EXERCISE REQUIREMENTS: Would you copy out, exactly as written, each line from the one containing "Consider the photo above." to the end of the records below?

DATASET EXTRACT:
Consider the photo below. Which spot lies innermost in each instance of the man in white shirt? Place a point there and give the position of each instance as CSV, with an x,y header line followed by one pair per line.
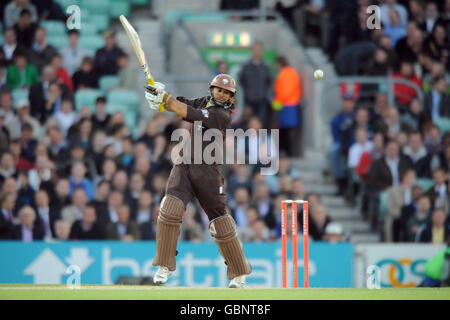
x,y
72,55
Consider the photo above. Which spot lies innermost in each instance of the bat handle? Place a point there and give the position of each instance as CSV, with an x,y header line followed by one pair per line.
x,y
151,82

ANSWER BOX:
Consider the photo above. Which spot lies innermost in each instance of the bat handle? Place a point there and give the position of each instance as CSV, with an x,y header line followed by one pair per line.
x,y
151,82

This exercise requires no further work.